BRIEF -
Retype the lines below word for word, starting at the line that contains "the red suspenders" and ending at the line that contains "column 970, row 241", with both of those lines included.

● ● ● ● ●

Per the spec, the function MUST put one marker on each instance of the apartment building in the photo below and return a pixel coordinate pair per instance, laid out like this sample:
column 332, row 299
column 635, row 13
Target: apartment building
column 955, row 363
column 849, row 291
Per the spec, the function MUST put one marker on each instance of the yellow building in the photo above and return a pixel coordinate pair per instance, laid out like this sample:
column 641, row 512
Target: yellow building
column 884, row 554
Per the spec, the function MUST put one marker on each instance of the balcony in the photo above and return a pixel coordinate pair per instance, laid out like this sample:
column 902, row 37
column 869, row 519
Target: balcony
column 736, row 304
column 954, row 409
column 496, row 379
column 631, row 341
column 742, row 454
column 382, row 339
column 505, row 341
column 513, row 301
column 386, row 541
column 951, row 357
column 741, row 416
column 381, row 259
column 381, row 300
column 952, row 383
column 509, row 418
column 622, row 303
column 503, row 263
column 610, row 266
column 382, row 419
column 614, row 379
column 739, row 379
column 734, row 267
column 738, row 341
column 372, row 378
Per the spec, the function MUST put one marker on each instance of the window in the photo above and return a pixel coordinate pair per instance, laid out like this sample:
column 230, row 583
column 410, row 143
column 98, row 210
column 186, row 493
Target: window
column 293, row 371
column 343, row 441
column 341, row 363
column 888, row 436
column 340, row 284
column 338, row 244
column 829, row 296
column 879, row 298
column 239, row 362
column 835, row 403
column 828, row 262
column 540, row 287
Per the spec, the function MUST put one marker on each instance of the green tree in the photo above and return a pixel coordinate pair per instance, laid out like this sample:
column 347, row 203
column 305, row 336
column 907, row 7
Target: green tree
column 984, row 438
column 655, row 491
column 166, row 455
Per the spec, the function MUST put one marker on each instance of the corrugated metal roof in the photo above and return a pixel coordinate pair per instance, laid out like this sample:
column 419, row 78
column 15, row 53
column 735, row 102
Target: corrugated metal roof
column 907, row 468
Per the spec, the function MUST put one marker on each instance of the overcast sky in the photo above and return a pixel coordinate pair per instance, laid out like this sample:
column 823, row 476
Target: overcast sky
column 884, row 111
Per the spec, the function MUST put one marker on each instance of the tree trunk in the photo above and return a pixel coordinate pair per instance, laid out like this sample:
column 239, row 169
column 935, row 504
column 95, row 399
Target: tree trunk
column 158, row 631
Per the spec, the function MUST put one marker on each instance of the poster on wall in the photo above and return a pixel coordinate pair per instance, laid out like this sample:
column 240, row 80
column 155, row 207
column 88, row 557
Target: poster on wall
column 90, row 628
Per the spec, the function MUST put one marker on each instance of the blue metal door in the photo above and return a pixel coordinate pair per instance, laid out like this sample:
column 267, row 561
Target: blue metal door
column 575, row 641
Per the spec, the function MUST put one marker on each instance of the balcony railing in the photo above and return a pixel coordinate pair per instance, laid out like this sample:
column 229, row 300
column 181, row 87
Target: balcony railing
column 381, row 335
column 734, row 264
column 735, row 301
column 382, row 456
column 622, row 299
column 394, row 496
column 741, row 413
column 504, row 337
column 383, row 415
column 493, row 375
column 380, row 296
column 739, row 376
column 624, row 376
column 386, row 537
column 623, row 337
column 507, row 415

● ● ● ● ●

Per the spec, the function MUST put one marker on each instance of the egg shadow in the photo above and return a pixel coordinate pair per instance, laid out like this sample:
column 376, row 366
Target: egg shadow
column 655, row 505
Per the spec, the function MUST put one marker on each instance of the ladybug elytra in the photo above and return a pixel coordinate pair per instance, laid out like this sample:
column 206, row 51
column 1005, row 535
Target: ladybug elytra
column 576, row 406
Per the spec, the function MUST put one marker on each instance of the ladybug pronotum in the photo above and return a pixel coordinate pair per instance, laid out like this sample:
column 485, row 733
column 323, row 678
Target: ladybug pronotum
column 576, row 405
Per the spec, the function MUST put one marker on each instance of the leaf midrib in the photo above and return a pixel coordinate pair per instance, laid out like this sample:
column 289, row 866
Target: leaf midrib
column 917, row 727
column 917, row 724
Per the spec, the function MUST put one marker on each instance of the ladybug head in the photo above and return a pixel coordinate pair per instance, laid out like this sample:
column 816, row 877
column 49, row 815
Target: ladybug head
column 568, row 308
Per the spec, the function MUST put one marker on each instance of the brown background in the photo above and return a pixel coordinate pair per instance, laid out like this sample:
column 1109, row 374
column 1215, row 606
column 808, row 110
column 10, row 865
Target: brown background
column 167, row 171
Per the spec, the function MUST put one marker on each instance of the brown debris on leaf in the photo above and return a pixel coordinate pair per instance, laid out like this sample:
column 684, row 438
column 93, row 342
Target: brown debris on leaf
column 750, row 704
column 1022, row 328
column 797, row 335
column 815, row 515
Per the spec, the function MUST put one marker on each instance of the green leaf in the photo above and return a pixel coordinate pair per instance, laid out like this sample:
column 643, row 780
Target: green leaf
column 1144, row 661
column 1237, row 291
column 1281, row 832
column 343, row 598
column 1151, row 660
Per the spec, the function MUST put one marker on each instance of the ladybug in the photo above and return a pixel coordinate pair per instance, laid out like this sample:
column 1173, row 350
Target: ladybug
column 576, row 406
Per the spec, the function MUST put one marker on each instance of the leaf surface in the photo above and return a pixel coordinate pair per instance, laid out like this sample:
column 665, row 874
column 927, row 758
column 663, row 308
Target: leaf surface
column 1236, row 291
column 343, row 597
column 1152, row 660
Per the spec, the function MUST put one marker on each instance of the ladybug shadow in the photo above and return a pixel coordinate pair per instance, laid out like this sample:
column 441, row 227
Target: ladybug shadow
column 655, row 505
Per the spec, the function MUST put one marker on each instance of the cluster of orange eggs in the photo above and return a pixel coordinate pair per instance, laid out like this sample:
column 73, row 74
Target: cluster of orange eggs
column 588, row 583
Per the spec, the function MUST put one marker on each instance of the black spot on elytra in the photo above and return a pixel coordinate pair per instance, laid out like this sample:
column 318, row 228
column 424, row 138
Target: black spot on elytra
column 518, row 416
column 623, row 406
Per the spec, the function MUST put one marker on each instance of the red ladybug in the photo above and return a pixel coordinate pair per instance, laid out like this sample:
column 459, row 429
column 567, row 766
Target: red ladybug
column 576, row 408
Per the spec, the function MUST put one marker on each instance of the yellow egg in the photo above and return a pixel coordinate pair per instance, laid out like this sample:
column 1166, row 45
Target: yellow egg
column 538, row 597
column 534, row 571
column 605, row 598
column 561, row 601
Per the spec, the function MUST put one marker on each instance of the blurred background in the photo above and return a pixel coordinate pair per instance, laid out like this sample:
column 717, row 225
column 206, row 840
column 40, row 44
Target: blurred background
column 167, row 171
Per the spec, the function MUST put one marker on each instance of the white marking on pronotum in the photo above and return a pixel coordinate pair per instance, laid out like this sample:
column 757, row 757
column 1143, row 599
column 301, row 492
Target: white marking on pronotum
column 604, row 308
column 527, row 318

● ● ● ● ●

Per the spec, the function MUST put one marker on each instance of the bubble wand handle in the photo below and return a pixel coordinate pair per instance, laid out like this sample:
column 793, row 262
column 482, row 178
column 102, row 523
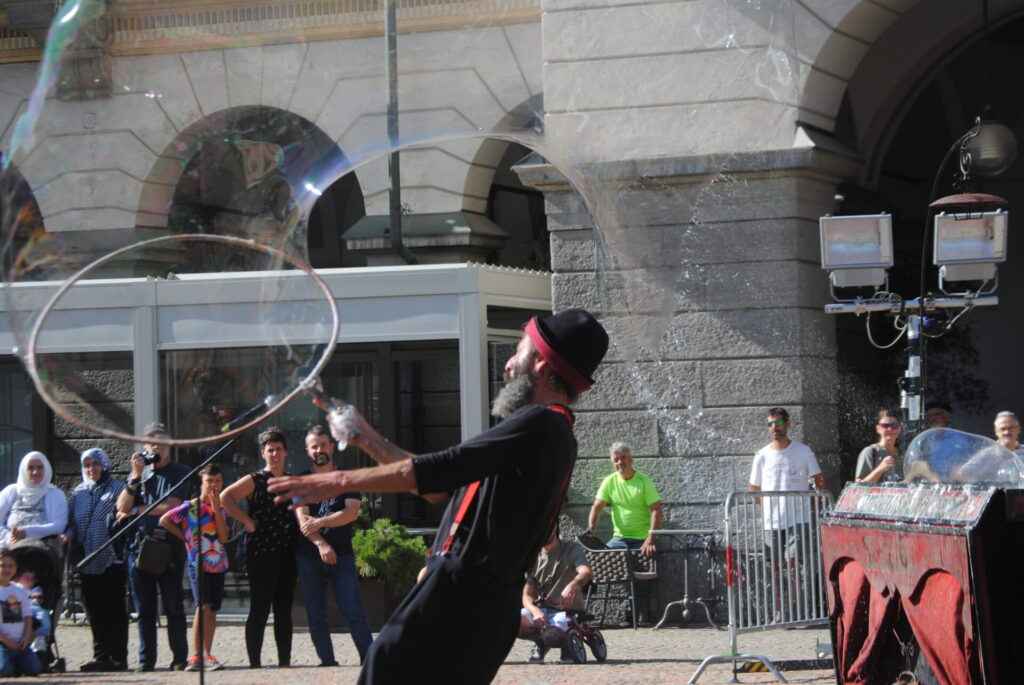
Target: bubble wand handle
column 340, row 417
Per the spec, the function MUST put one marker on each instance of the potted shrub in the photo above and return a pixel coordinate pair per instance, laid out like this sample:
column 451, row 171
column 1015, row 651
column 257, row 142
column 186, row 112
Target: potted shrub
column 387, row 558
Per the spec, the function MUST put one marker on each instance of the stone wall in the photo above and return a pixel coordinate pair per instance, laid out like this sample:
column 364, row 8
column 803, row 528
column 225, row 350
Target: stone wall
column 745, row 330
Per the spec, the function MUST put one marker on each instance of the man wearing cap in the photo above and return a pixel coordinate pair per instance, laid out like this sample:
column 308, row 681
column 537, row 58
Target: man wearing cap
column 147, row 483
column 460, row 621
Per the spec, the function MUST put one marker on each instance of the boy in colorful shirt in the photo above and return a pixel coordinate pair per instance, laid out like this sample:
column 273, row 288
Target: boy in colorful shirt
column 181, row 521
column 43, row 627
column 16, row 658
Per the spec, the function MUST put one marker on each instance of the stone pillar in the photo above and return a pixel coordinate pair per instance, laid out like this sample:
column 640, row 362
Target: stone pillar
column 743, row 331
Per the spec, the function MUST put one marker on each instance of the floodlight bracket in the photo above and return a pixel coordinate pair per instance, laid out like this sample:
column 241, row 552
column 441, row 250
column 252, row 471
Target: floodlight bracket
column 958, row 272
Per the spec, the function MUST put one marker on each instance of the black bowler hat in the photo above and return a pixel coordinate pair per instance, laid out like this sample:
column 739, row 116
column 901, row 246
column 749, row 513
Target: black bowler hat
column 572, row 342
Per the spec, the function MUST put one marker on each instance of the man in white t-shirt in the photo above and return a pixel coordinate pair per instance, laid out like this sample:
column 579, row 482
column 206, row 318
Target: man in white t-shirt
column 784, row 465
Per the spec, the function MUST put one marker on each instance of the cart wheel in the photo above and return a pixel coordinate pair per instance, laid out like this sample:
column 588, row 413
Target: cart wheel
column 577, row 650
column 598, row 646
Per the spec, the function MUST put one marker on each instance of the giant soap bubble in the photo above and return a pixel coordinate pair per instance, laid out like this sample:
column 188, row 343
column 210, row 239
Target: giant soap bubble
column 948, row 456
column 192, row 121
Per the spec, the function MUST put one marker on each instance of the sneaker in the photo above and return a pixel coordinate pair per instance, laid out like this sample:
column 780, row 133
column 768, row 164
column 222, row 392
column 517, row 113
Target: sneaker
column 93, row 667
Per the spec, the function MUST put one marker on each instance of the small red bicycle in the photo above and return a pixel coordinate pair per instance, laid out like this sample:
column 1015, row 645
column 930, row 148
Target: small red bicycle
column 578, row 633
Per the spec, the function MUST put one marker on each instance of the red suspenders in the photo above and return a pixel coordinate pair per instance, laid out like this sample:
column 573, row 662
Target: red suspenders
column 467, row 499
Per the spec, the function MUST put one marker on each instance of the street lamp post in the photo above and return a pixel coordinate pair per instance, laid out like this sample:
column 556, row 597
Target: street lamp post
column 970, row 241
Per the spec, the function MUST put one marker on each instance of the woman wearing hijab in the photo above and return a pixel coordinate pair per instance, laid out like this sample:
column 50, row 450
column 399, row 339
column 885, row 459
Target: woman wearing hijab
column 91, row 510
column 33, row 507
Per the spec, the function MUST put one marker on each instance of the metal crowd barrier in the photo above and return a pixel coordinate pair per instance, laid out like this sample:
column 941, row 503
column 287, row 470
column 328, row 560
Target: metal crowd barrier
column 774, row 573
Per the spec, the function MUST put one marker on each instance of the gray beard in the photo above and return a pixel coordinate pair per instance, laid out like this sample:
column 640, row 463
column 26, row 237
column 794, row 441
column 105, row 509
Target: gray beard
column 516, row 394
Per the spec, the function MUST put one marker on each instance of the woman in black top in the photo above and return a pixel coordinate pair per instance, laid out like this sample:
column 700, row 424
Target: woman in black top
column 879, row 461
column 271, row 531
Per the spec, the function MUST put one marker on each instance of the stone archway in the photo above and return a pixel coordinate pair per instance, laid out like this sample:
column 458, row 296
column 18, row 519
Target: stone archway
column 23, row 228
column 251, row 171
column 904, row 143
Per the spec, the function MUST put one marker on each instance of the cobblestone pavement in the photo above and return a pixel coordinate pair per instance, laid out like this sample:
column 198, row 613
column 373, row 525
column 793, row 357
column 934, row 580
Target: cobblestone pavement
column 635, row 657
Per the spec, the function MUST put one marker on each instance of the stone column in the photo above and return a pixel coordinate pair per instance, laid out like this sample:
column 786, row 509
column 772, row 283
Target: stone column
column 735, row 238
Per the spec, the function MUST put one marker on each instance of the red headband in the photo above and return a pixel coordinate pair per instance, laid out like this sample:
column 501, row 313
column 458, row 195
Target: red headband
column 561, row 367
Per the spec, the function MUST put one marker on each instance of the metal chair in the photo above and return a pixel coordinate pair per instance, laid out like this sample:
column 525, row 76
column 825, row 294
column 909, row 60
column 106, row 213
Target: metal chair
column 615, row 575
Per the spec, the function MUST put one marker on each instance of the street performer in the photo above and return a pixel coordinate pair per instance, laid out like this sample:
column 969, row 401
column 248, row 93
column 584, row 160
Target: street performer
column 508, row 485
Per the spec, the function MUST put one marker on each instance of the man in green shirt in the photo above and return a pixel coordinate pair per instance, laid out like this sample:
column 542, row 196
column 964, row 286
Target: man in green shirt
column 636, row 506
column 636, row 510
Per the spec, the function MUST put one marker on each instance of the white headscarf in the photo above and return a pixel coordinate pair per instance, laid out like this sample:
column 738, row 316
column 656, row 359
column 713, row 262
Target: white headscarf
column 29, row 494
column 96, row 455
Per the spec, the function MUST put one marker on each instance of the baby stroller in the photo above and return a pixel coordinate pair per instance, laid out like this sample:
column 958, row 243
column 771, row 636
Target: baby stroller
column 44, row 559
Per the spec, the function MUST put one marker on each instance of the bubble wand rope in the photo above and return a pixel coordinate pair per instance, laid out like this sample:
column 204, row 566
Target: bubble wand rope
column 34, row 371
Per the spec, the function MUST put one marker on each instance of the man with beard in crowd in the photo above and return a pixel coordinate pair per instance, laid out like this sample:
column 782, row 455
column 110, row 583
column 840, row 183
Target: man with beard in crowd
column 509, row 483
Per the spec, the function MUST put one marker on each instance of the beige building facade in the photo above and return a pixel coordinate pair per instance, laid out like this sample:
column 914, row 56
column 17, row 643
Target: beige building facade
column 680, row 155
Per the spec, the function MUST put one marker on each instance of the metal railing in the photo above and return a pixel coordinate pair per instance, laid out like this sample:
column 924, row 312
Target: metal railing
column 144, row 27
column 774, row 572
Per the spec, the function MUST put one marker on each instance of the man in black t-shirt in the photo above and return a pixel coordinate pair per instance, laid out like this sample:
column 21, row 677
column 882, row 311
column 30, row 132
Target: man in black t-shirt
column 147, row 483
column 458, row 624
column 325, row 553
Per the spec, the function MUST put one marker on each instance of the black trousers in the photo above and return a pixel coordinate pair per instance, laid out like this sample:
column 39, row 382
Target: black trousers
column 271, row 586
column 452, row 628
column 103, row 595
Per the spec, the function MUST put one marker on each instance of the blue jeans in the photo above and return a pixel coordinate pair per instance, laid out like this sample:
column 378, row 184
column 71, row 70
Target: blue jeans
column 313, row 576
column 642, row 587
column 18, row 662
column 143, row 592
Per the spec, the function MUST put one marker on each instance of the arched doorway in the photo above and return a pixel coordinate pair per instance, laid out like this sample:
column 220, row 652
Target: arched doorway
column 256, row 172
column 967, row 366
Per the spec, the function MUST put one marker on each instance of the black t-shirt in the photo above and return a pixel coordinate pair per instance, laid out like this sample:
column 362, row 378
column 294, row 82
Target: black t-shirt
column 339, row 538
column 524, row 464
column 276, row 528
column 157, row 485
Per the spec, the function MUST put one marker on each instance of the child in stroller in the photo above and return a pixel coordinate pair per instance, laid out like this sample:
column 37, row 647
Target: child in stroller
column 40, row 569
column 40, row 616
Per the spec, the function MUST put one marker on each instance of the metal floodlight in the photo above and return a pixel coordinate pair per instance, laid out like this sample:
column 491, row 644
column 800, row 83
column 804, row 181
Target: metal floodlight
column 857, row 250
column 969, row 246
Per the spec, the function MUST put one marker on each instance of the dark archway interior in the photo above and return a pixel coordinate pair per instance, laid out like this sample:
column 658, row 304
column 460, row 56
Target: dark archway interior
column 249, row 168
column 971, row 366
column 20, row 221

● ● ● ● ●

ANSWER BELOW -
Per the spec, the function MUST put one marker on each instance of the red suspenders in the photo above and return a pixel coordinate pair per instance, laid out like this sample:
column 573, row 662
Target: red suspenders
column 467, row 499
Per the spec, the function MUST put one marker on each instance of the street lamp post in the photo above and return a pixel coordinate pair per instance, laid out like this sample:
column 556, row 597
Target: street lamp post
column 970, row 241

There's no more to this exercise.